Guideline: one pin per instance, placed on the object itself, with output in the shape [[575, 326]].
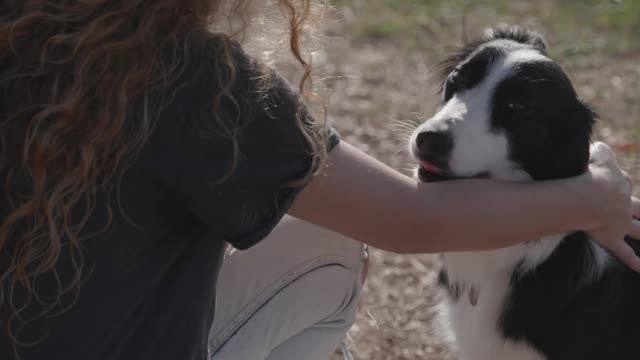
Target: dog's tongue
[[430, 167]]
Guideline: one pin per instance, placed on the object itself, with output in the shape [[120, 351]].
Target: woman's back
[[146, 242]]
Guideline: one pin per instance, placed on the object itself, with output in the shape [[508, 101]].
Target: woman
[[136, 144]]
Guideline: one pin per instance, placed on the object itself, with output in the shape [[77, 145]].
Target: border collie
[[509, 112]]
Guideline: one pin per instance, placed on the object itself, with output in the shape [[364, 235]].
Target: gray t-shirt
[[150, 278]]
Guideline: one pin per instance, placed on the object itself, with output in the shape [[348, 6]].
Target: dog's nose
[[434, 144]]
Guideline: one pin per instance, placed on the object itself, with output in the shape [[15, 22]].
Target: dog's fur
[[512, 114]]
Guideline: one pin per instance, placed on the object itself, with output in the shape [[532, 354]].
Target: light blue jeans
[[292, 296]]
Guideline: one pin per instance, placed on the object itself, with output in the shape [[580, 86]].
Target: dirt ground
[[375, 64]]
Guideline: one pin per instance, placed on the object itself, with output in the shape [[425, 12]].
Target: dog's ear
[[517, 34], [507, 32]]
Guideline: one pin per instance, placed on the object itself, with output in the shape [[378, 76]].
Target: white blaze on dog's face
[[507, 110]]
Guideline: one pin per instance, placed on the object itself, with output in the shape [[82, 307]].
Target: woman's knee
[[334, 289]]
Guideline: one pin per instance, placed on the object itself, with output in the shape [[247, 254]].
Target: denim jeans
[[292, 296]]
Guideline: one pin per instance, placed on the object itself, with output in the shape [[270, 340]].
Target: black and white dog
[[510, 112]]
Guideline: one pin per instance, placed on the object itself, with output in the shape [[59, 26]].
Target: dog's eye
[[456, 77], [517, 107]]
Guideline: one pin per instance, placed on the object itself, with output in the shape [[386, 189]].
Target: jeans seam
[[226, 331]]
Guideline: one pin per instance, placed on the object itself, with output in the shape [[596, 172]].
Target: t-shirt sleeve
[[244, 203]]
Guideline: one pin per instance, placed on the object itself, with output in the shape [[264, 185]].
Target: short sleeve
[[245, 206]]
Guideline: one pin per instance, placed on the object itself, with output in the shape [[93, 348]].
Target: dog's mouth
[[430, 172]]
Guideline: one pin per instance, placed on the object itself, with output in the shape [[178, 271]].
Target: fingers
[[626, 254]]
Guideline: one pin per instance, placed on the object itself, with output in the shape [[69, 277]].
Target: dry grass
[[376, 66]]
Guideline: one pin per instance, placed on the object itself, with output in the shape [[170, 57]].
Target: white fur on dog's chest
[[483, 280]]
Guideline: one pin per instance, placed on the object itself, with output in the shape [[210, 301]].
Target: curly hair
[[70, 72]]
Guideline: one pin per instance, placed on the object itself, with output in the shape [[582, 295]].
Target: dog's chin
[[428, 176]]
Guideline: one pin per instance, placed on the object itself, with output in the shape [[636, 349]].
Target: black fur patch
[[556, 311], [513, 33], [454, 290], [550, 132]]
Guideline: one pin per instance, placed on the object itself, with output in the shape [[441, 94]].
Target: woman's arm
[[364, 199]]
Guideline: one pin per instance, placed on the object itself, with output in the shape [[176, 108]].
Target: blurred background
[[375, 64]]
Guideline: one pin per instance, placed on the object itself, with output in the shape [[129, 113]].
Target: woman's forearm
[[364, 199]]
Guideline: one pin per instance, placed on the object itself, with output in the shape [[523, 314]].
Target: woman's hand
[[614, 205]]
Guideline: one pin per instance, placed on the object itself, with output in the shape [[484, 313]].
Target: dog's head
[[509, 112]]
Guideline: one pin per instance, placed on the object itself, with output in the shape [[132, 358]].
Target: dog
[[509, 112]]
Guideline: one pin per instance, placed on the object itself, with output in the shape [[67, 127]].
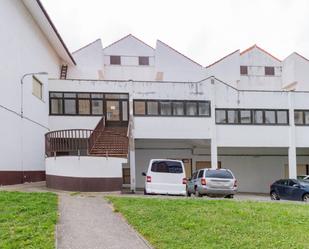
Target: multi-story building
[[109, 110]]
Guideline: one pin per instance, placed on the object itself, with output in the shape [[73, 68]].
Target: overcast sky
[[204, 30]]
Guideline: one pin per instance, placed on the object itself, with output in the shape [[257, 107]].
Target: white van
[[165, 176]]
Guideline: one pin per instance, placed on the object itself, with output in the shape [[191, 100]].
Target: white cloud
[[205, 30]]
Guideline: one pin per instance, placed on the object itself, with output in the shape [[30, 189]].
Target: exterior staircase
[[109, 141]]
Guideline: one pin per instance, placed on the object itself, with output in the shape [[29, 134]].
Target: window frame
[[76, 98], [238, 110], [172, 109]]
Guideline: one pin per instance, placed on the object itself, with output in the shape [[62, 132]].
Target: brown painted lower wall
[[84, 184], [18, 177]]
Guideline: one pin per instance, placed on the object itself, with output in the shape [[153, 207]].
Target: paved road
[[88, 222]]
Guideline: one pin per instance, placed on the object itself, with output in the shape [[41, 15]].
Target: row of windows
[[268, 71], [81, 103], [171, 108], [116, 60], [252, 116]]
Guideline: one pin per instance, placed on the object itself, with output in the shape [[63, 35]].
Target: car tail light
[[235, 183], [203, 181]]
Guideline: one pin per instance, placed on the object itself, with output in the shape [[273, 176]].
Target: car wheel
[[306, 198], [274, 196], [197, 194]]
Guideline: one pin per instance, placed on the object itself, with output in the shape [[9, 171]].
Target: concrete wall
[[25, 49]]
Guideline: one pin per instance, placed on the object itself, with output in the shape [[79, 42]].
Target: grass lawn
[[27, 220], [200, 223]]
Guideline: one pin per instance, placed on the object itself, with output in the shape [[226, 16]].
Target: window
[[269, 71], [299, 117], [204, 109], [139, 108], [175, 108], [70, 106], [191, 109], [219, 174], [143, 60], [282, 117], [166, 108], [178, 109], [270, 117], [84, 106], [97, 107], [56, 106], [258, 117], [245, 116], [232, 116], [37, 87], [152, 108], [253, 116], [244, 70], [115, 60], [220, 117], [166, 167]]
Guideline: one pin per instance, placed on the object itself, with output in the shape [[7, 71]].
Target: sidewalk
[[88, 222]]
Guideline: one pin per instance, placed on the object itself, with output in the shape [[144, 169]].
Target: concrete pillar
[[292, 146], [213, 143], [132, 147]]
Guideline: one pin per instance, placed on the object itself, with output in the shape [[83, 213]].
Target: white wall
[[24, 49], [85, 166]]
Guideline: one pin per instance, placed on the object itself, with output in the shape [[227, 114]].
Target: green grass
[[27, 220], [200, 223]]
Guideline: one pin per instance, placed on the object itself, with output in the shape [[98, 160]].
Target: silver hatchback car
[[212, 182]]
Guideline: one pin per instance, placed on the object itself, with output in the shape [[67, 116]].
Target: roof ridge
[[180, 53]]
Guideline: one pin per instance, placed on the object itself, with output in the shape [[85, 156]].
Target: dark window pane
[[282, 117], [258, 117], [219, 174], [143, 60], [270, 117], [243, 70], [269, 71], [97, 107], [139, 108], [115, 60], [191, 108], [166, 167], [56, 106], [166, 108], [232, 116], [298, 117], [178, 109], [245, 116], [204, 109], [69, 95], [69, 106], [84, 106], [220, 117], [152, 108], [56, 95]]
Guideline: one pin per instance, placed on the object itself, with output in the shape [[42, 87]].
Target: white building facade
[[248, 112]]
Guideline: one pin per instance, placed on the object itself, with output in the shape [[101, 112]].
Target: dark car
[[290, 189]]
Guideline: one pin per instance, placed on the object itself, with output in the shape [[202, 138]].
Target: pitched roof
[[129, 35], [264, 51], [221, 59], [180, 53]]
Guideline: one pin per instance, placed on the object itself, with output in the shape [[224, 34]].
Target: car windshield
[[166, 167], [219, 174]]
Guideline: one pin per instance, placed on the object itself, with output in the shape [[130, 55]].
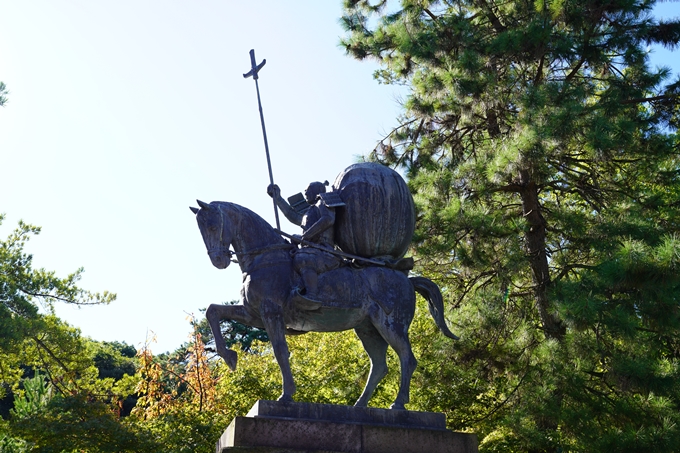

Exercise prompt: Would you repeat the listing above exactly, minus the images?

Exercise response:
Guideline: one pin per instance, placed on the object itself, with output in the shape [[575, 326]].
Target: dog's tongue
[[430, 167]]
Guideline: one pin per instance, placed on the object itself, with output in the shape [[120, 351]].
Target: woman's back
[[146, 242]]
Guideline: one pin per instance, placed on the object itself, with output in the shape [[508, 101]].
Target: woman
[[136, 144]]
Guideline: one pin per instance, placed on the object itself, with output in the shape [[77, 145]].
Target: border collie
[[509, 112]]
Guideline: one pin per instance, placed on the object itself, with output in the shape [[364, 235]].
Target: gray t-shirt
[[150, 278]]
Guideline: one pin per instance, placed on the object itself, with output in the shape [[348, 6]].
Target: dog's nose
[[434, 144]]
Guideline: one pin per instance, placed on the object itself, with output in the shape [[15, 22]].
Target: dog's fur
[[512, 114]]
Guideline: one pin per instance, placed on the object itself, with output in the shape [[532, 354]].
Target: light blue jeans
[[292, 296]]
Guideline: one pin per instance, placed on the object itself, with output in the shape [[580, 86]].
Target: dirt ground
[[375, 64]]
Guideline: one pin per instance, placed on the object itself, with output in the shape [[425, 12]].
Target: dog's ear
[[517, 34], [507, 32]]
Guideline: one pin per instance, placed on the object itself, with output in the shape [[378, 76]].
Target: white blaze on dog's face
[[507, 110]]
Guideline: one pin per instance, placed on the object itself, with output in the shape [[82, 307]].
Target: woman's knee
[[334, 289]]
Guideline: one pin per instance, placed on the object itself, with output in the shape [[247, 254]].
Target: denim jeans
[[292, 296]]
Guideline: one pin per instance, placed on the object itself, with output in the shape [[270, 340]].
Target: black and white dog
[[510, 112]]
Guideline: one pin per instance, placed on the object itself, with output in the shape [[59, 26]].
Target: dog's eye
[[456, 77], [517, 107]]
Guideline: one pin per instance, placed on the object itself, with output in the shape [[386, 189]].
Target: jeans seam
[[226, 331]]
Guideline: one pin per instance, placed on the object itself, with output in the shape [[596, 172]].
Target: t-shirt sleeve
[[244, 203]]
Guideline: one pin per instance, placed on the object itself, with output in the shape [[264, 185]].
Target: short sleeve
[[245, 206]]
Guideline: one pin per instance, placed on the object itself, with output in the shape [[93, 348]].
Target: dog's mouth
[[430, 172]]
Guideline: one pin per instance, placed on the object itself, with output in the shape [[178, 271]].
Target: fingers
[[626, 254]]
Guideline: one pin per instance, placed on the object itself, with output in the shape [[69, 277]].
Target: dry grass
[[376, 66]]
Guideline: one pin per instance, placed on the object itself, with output in the shape [[170, 57]].
Target: white fur on dog's chest
[[483, 280]]
Guideline: one pin per instance, placed on the object itself, with output in the shape [[210, 301]].
Target: curly hair
[[70, 72]]
Guideline: one pin per instance, placed on the object itself, with output in the shape [[582, 295]].
Target: dog's chin
[[428, 176]]
Guideline: one pin per instance, placed on the object itself, with output in the shape [[636, 349]].
Target: black fur patch
[[556, 311], [513, 33], [454, 290], [550, 132]]
Guideline: one pin per instance, placed on the object itself, with output in the shape [[441, 94]].
Target: woman's arm
[[364, 199]]
Guideline: one pin per instance, placed on the object itself, with output in the shape [[176, 108]].
Target: blurred background
[[375, 64]]
Guideline: one pin per instance, placed on the object itself, with output in the shape [[129, 113]].
Target: woman's forearm
[[364, 199]]
Guideline: one pin per instance, placed on the object itself, with output in the shape [[523, 314]].
Target: woman's hand
[[614, 205]]
Guideline: one pin per instance, placed on the object itself, with output in the shape [[484, 313]].
Target: dog's head
[[509, 112]]
Guideline: one pin per instance, placed on the object itself, with output in the shape [[132, 358]].
Target: dog
[[509, 112]]
Guideline: one pin per instance, placed on the object itself, with output in the shape [[67, 127]].
Target: multi-story building
[[109, 110]]
Guideline: one pin per instance, placed on the object itself, with output in the shape [[73, 68]].
Target: overcast sky
[[204, 30]]
Guideline: one pin per instance, placed on the object itself, with output in the shape [[257, 107]].
Target: white van
[[165, 176]]
Guideline: one pin per instance, placed on the object itself, with output in the shape [[191, 100]].
Target: white cloud
[[205, 30]]
Guideline: one pin per instance, placed on the object itself, with output in the shape [[30, 189]].
Target: exterior staircase
[[109, 141]]
Guideline: one pin per instance, placed on the object itself, with output in the shape [[29, 134]].
Target: window frame
[[76, 98], [238, 110], [172, 109]]
Guideline: one pin per instance, placed on the object itself, with output in the shape [[62, 132]].
Target: brown painted lower wall
[[84, 184], [18, 177]]
Guideline: one pin per instance, placed on the object itself, with output in the shape [[153, 207]].
Target: paved road
[[88, 222]]
Guideline: one pin per instance, placed on the object itself, with output in the shape [[41, 15]].
Target: row of windows
[[268, 71], [81, 103], [171, 108], [116, 60], [252, 116]]
Guideline: one pin per instance, placed on the object itself, with output in the shape [[63, 35]].
Target: car tail light
[[235, 183], [203, 181]]
Guideline: one pin per instance, placed on the object itself, with output in the shape [[273, 176]].
Target: car wheel
[[306, 198], [274, 196], [197, 194]]
Guideline: one pin per instance, placed on the object itself, with output in the shape [[9, 171]].
Target: concrete wall
[[25, 49]]
Guideline: one pin per instance, placed on the object itself, with output in the shape [[79, 42]].
Target: grass lawn
[[27, 220], [200, 223]]
Guideline: one pin per instance, placed on the object itself, with output in the shape [[226, 16]].
Target: window
[[269, 71], [299, 117], [204, 109], [139, 108], [175, 108], [70, 106], [191, 109], [219, 174], [143, 60], [282, 117], [166, 108], [178, 109], [270, 117], [84, 106], [97, 107], [56, 106], [258, 117], [245, 116], [232, 116], [37, 87], [152, 108], [253, 116], [244, 70], [115, 60], [220, 117], [166, 167]]
Guideline: one pin per instance, placed on the object itself, with output in the shape [[7, 71]].
Target: sidewalk
[[88, 222]]
Guideline: one pin per instance, placed on the object itself, with output in the shape [[144, 169]].
Target: concrete pillar
[[292, 146], [213, 143], [132, 147]]
Guideline: one pin per instance, placed on the object itself, with output in the shape [[83, 213]].
Target: white wall
[[24, 49], [85, 166]]
Guideline: one pin per instance, placed on the object itself, with output in the shape [[227, 114]].
Target: green grass
[[27, 220], [200, 223]]
Guideline: one pin per instance, placed on the object itself, with output in the shape [[98, 160]].
Target: silver hatchback car
[[212, 182]]
Guideline: one pin per instance, placed on the object itself, with output in the shape [[67, 116]].
Target: roof ridge
[[180, 53]]
Guideline: one pin per instance, placed on the object itself, with output in the shape [[85, 156]].
Target: dark window pane
[[282, 117], [258, 117], [219, 174], [143, 60], [270, 117], [243, 70], [269, 71], [97, 107], [139, 108], [115, 60], [191, 108], [166, 167], [56, 106], [166, 108], [232, 116], [298, 117], [178, 109], [245, 116], [204, 109], [69, 95], [69, 106], [84, 106], [220, 117], [152, 108], [56, 95]]
Guideline: one pin per instance, placed on the object itself, with output in the shape [[42, 87]].
Target: white building facade
[[248, 112]]
Guideline: one pin per instance, placed on the object itself, with output in the shape [[101, 112]].
Target: dark car
[[290, 189]]
Guideline: one pin per instance, placed on the object itself, with output in the shape [[202, 138]].
Target: pitched roof
[[129, 35], [264, 51], [221, 59], [180, 53]]
Guideline: one pin per instance, placed on the object itself, with output in the shape [[224, 34]].
Target: car windshield
[[166, 167], [219, 174]]
Guideline: one pin per instance, placed on the object itself, with output in the shape [[130, 55]].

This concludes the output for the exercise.